───── SUPPLIED RECORDS

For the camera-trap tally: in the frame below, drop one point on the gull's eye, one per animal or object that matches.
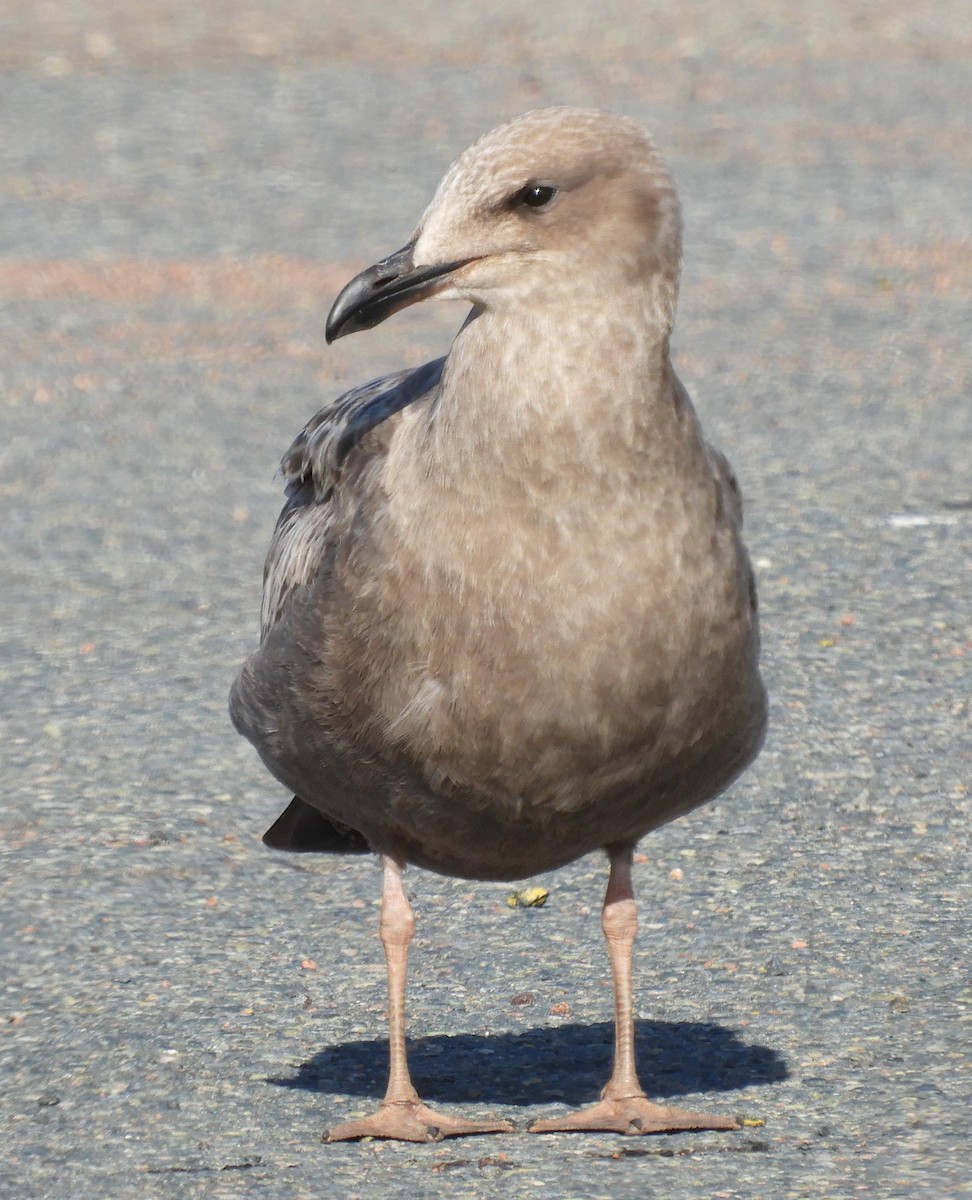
(535, 196)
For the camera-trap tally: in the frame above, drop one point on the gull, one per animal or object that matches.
(508, 615)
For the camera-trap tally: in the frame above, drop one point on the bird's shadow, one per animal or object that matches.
(568, 1065)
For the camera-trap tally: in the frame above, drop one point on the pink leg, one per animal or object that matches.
(624, 1108)
(401, 1114)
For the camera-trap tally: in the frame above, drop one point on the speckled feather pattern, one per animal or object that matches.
(515, 621)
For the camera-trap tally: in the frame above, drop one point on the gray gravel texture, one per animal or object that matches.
(184, 189)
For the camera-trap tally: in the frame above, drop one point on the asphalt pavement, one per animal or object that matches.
(183, 190)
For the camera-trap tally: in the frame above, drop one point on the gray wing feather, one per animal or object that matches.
(312, 469)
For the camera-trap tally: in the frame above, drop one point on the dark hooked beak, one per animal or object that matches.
(382, 289)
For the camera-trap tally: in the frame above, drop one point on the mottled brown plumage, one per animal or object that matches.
(508, 615)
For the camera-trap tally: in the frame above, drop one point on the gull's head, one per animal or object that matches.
(552, 207)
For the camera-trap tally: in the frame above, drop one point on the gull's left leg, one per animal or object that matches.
(623, 1107)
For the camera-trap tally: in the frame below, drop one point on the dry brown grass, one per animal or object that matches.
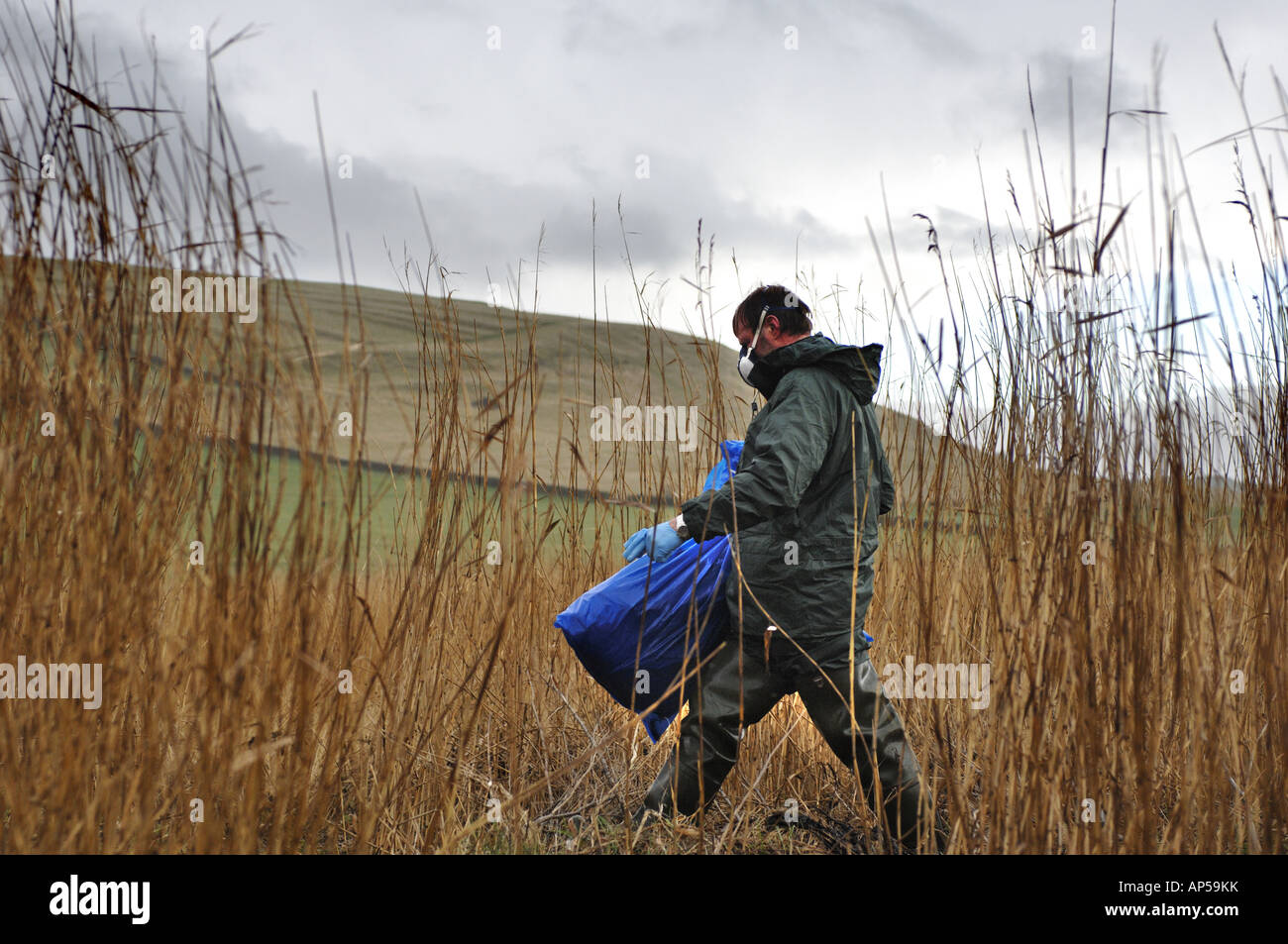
(1109, 682)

──────────

*AIM:* Recast the lines above as a two-column CSV with the headers instruction and points, one row per line. Put each line's text in a quoted instruction field and its answer in a quoted points field, replace any line breaks with spaces, and leave the pictures out.

*CORRECT ANSWER:*
instruction,points
"For the camera-trap tally: in the frame below, drop one point on the gull's eye, one per animal or object that matches.","(535, 196)"
"For the camera-trap tally: in the frame above, drop one point on the gull, one per animal or object that matches.","(508, 615)"
"For the camera-trap tally: in the frame above, drop one point on the bird's shadow, one per animal or object that matches.","(568, 1065)"
"For the camera-trap tally: in the frame above, drop one point on the pink leg, one per animal or object that matches.","(624, 1108) (401, 1114)"
"For the camera-trap tally: in the frame above, drop one point on the speckled feather pattern, one per animal or object that matches.","(515, 621)"
"For the camera-trap tally: in the frame above, drop one point on the gray gravel texture, one per animal or object that matches.","(184, 189)"
"For the camera-trap tally: in the frame above, drop one point on the asphalt pavement, one per animal or object that matches.","(183, 190)"
"For the camera-trap tally: in the frame above, drop one point on the gray wing feather, one per animal or object that matches.","(312, 469)"
"For the camera-trap tally: in the frame above, drop one point on the dark hooked beak, one per animal or object that matches.","(382, 289)"
"For the camera-trap tally: in the frame above, drop one point on the mottled brown plumage, one per animal or object that matches.","(508, 615)"
"For the camera-trap tally: in the frame above, drop one point on the gull's head, one per animal or object that matches.","(552, 207)"
"For the camera-trap tally: in the frame above, drop one point on the gull's left leg, one per animal or object that matches.","(623, 1107)"
"For the camera-trap tally: in the frame below, drop one point on the dry brown grass, one per animal or object that matches.","(1109, 682)"